* TEXT EXCERPT
-*-

Classification and Clustering Tutorial - Other Clustering Methods

Automatic Clustering and Hierarchical Classification - Using 'CL CLA'

With the "useful" eigenvectors known, we can more efficiently determine the representative clusters. 'CL CLA' only uses Diday's method for clustering, and Ward's criterion for Hierarchical Ascendant Classification (HAC) so the user does not select the clustering criterion. Also the user can not specify the factor weights.

The procedure: clcla.spi invokes 'CL CLA' which reads the CA/PCA files from 'CA S' and creates a dendrogram document file and a dendrogram plot file.

Hints for using: 'CL CLA'

"CORAN/PCA FILE PREFIX" is the response previously given for the "Output file prefix" question in 'CA S'.
"CLUSTER OUTPUT FILE FOR 'CA SM' USE" is a file to use with 'CA SM' to name cluster points by image. Not otherwise used in Web or SPIDER.
'CL CLA' uses the "moving center" method. Iterations are how many times the center is moved, and the centers per partition is how many points are initially used, per partition.
"NUMBER OF INITIAL CLUSTERS" signifies the number of clusters 'CL CLA' will initally expect.
"OCCUPANCY LEVEL FOR CLASS CUTTOFF" is the level or elements/images at which a class is not included in dendogram.
The "DENDROGRAM POSTSCRIPT OUTPUT FILE" plot is useful to show the relationship between clusters/classes.
The "PLOT CUTTOFF" can be used to truncate the lower edge of the dendrogram to remove excess branches.
A The output "DENDROGRAM DOC FILE" can be used with Web to produce dendrograms with cluster averages. It is also used with the 'CL HD' and 'CL HE' operations to create document files listing the images assigned to each cluster.
The SPIDER results file holds a large amount of useful information after a 'CL CLA' run.

Automatic K-Means Clustering and Classification - Using 'CL KM'

K-Means is a method of classification that divides the data into a user specifed number of clusters. Two random images "seeds" are chosen, and their centers of gravity are computed. A partition is drawn down the middle between the centers, the new centers of gravity are computed, and the process is repeated for a given number of times. The final result is VERY dependent on which image seeds are the first chosen.

Because our faces data set is synthetic, we know the exact number of classes and exactly which images are identical (except for the random noise). The output discussed here was obtained with 8 classes, using factors 1-3, and an uniform factor weight of 1.0 for all three factors. (NOTE: The pictures were from a data set with somewhat different noise from other runs discussed in this tutorial.)

The procedure: clkm.spi invokes 'CL KM' and creates class averages for the specified number of classes.

Hints for using: 'CL KM'

"CORAN/PCA FILE" must be the FULL name of the file you want to use (without the data extension), this is because it can input SEQ, PIX, or IMC files.
"NUMBER OF CLASSES" = # different clusters.

-*-

* ACTIONS TO TAKE
(a) Answer these questions from the clustering tutorial:
(i) Which method does 'CL CLA' use for clustering?
(ii) With how many classes was the 'CL KM' output described in the tutorial obtained?
(iii) Which procedure invokes 'CL KM'?
(b) Copy the part of the clustering tutorial starting at "Automatic Clustering and" and ending at "the factor weights.".
(c) Write what comes next in the clustering tutorial, picking up after its last sentence.

-*-

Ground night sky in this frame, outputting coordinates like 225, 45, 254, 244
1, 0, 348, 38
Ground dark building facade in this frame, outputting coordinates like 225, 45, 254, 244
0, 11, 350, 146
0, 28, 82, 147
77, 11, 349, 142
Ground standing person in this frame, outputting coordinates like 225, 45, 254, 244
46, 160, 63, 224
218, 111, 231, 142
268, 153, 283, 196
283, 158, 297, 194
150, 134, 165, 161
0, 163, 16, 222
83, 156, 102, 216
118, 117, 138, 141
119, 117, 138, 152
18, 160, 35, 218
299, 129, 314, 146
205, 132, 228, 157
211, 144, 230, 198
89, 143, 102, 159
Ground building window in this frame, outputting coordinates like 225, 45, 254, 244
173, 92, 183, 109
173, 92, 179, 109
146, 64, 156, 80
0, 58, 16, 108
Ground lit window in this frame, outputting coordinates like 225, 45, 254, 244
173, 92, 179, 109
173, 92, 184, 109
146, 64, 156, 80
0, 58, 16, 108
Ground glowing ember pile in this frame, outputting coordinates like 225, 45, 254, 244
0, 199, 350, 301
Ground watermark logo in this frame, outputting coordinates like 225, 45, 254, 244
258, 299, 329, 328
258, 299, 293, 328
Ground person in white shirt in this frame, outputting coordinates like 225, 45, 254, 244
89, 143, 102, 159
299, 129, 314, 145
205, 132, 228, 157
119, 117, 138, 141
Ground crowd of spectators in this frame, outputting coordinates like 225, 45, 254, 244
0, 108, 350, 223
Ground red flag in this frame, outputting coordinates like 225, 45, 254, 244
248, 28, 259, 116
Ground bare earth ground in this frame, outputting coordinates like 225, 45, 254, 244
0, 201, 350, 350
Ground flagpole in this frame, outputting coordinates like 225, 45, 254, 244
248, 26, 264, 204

-*-

* RESPONSES TO THE EXERCISE
(a)
(i) Diday's method
(ii) 8 classes
(iii) clkm.spi

(b)
Automatic Clustering and Hierarchical Classification - Using 'CL CLA'

With the "useful" eigenvectors known, we can more efficiently determine the representative clusters. 'CL CLA' only uses Diday's method for clustering, and Ward's criterion for Hierarchical Ascendant Classification (HAC) so the user does not select the clustering criterion. Also the user can not specify the factor weights.

(c)
"RANDOM SEED STARTING NUMBER", this should be made note of, so you can re-create runs from the same data using the same random number.
"TEMPLATE FILENAME", for each class/cluster requested, 'CL KM' outputs a file with this prefix.
DOCUMENT FILE, this operation creates a single output file that lists the class assigned for each image/pixel.

The doc file: clkm_453_doc was produced by a run of 'CL KM' with the above input values with a random number seed of 453. The third column describes the image number and the fourth column is the class that 'CL KM' placed the image in. Images 1-10 were all placed in cluster 6, which is what we expect because they are all noisy images of the same protoimage. 'CL KM' kept the images from the same protoimage clustered together somewhat, except for the last ten images. However, it preferred to place images 11-20 and 31-40 in the same cluster, instead of each giving them each their own cluster. The average image for images 11-20 and 31-40 are shown below. They differ by their mouth size.

The doc file: clkm_789_doc was produced by a run of 'CL KM' exactly same as the previous run, except with a random number seed of 789. Once again, most images were placed into the correct protoimage cluster correctly, except for the last few images. But in addition to images 11-20 and 31-40 being clustered together, images 1-10 and 21-30 were placed in the same cluster as well. This clearly demonstrates that K-means is highly dependent on the first image chosen, and should be used with extreme caution. Below are the average images for 1-10 and 21-30.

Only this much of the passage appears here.